## begin Dataset records

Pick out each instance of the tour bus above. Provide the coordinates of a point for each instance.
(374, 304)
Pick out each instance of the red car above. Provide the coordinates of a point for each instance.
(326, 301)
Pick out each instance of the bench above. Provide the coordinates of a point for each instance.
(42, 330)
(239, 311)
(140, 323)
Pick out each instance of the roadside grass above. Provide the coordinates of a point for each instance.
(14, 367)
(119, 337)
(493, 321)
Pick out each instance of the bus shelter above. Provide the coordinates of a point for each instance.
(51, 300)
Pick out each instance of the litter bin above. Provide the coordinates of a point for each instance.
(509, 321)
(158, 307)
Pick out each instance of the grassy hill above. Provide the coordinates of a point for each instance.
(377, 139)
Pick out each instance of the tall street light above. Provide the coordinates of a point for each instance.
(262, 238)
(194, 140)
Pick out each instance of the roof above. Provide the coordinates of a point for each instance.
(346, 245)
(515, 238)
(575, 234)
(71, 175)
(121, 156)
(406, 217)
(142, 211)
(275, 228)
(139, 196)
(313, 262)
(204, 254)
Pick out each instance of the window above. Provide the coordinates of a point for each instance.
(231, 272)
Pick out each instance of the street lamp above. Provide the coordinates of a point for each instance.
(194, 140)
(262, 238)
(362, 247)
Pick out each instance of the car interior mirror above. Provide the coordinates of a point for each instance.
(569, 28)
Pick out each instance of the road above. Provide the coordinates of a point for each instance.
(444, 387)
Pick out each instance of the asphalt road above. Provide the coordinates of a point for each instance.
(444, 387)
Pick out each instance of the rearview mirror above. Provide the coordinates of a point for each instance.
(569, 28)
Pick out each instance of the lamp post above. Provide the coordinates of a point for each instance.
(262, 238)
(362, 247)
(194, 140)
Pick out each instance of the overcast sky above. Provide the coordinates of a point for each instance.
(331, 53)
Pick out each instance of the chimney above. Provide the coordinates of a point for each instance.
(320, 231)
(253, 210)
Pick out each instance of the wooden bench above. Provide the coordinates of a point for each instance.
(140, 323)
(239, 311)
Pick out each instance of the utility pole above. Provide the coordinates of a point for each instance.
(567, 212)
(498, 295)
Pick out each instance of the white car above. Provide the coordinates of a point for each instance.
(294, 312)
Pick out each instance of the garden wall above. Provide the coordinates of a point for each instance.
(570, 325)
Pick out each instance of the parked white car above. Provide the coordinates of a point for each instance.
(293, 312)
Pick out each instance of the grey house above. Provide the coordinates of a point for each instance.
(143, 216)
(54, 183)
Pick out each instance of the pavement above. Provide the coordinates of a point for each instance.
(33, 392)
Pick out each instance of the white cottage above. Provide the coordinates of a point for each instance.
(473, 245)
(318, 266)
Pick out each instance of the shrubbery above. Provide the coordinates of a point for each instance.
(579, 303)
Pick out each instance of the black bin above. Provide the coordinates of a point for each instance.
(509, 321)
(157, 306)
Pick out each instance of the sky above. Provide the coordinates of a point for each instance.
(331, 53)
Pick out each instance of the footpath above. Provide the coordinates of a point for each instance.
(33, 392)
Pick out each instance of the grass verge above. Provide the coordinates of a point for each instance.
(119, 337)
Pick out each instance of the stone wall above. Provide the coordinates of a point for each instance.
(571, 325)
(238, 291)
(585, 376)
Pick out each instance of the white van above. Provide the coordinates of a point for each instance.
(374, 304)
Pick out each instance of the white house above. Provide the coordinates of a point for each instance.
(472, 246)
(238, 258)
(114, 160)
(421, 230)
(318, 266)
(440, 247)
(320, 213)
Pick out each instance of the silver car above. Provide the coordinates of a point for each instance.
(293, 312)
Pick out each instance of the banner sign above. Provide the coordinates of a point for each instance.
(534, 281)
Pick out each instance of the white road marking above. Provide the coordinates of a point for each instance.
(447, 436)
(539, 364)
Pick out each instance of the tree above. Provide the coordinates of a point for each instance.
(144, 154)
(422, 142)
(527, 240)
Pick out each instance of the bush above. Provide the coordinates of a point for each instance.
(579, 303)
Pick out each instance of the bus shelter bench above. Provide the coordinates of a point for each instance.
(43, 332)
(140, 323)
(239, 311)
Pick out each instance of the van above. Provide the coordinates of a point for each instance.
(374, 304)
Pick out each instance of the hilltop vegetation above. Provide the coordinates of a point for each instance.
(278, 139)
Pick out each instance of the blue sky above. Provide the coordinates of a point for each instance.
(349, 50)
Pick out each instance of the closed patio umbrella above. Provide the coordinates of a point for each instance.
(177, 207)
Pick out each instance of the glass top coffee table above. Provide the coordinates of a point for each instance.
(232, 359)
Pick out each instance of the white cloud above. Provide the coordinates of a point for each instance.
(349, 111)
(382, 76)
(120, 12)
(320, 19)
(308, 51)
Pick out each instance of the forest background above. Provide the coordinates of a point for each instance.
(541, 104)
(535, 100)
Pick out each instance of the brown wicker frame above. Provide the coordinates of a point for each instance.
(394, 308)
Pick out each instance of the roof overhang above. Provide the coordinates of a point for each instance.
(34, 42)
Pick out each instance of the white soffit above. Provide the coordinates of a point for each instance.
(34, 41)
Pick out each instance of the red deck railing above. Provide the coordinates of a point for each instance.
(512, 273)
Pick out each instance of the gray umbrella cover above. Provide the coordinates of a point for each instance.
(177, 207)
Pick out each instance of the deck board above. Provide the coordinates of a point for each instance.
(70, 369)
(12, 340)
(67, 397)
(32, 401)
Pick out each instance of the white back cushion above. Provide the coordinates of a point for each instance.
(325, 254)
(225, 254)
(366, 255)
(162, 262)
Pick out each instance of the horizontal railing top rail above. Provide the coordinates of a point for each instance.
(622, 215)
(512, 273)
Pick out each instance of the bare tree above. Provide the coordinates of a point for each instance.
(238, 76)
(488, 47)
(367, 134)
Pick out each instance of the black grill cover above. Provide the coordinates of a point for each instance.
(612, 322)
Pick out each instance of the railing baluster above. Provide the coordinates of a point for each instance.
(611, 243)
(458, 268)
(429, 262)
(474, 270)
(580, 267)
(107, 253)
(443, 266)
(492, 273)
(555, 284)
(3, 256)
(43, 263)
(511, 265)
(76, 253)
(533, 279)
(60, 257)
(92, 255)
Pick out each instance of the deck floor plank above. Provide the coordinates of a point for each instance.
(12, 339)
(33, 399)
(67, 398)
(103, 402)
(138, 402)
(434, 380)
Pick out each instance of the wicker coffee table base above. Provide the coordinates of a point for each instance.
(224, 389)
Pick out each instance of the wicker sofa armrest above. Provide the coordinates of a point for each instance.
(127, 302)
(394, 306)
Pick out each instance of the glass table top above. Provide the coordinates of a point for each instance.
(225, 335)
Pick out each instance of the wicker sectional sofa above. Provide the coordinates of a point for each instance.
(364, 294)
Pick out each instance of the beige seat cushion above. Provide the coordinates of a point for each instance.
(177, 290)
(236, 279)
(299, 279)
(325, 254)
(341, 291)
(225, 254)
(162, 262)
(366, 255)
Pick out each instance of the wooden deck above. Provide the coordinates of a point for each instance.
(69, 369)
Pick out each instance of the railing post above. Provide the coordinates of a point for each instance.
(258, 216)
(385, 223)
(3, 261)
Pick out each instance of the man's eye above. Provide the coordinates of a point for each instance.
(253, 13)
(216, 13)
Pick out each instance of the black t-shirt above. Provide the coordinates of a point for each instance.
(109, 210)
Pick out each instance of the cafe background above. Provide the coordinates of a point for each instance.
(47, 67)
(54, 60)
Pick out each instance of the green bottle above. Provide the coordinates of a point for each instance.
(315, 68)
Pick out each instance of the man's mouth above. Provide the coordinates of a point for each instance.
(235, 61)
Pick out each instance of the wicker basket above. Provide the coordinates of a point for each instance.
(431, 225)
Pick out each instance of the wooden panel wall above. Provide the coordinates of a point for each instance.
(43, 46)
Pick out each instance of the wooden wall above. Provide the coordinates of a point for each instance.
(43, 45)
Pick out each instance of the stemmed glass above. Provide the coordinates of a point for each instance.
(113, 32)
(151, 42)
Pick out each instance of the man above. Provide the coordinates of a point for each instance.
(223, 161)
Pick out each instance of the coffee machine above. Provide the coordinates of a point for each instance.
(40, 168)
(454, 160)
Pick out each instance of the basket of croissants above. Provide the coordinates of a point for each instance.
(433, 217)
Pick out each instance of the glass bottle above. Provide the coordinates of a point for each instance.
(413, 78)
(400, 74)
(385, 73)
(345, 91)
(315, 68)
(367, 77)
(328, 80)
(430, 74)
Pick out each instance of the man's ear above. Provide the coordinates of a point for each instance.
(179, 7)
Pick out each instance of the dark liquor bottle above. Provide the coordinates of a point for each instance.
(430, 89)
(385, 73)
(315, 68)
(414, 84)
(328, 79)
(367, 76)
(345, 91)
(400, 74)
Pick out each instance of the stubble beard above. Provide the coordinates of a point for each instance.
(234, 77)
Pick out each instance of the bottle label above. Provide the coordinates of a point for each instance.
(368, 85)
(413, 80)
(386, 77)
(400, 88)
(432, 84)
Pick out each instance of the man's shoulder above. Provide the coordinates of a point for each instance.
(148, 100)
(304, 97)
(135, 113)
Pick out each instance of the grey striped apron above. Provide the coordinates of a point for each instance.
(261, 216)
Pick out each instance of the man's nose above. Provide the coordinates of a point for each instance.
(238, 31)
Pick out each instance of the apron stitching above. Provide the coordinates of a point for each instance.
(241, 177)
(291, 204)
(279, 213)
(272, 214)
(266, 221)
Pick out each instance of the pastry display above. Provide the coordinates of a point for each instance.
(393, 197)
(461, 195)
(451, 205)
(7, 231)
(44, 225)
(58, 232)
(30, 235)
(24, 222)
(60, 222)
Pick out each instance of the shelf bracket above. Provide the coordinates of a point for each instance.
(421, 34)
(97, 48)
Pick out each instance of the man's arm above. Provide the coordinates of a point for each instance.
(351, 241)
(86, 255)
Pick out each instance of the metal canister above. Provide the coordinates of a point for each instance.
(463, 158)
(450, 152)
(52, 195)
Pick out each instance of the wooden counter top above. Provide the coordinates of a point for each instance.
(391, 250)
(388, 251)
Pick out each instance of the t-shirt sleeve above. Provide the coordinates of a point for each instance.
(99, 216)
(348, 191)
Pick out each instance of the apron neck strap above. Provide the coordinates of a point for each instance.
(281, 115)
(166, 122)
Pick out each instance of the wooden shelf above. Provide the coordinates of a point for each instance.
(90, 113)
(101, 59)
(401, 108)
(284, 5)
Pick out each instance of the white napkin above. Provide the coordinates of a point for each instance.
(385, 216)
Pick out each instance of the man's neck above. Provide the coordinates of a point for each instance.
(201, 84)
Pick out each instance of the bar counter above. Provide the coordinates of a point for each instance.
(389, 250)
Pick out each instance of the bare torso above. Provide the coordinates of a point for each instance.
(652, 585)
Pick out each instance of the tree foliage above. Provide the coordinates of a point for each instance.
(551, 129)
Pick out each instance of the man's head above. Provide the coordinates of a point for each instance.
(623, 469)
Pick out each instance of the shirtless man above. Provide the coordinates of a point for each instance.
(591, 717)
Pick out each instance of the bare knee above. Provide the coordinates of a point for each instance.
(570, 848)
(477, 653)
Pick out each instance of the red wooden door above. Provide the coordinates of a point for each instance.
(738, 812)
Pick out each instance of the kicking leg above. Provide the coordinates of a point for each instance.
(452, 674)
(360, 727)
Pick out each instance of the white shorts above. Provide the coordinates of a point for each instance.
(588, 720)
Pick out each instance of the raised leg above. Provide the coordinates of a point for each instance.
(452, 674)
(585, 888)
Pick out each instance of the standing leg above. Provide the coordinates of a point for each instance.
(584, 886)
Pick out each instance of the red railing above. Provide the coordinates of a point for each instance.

## end Dataset records

◆ The problem
Copy out, without any change, the lines above from the one containing "Pick out each instance of the standing" through the last line.

◆ Full response
Pick out each instance of the standing leg above. Provide the coordinates of a point for each instance.
(584, 886)
Pick out each instance of the red railing above. Provide the coordinates of a point for each instance.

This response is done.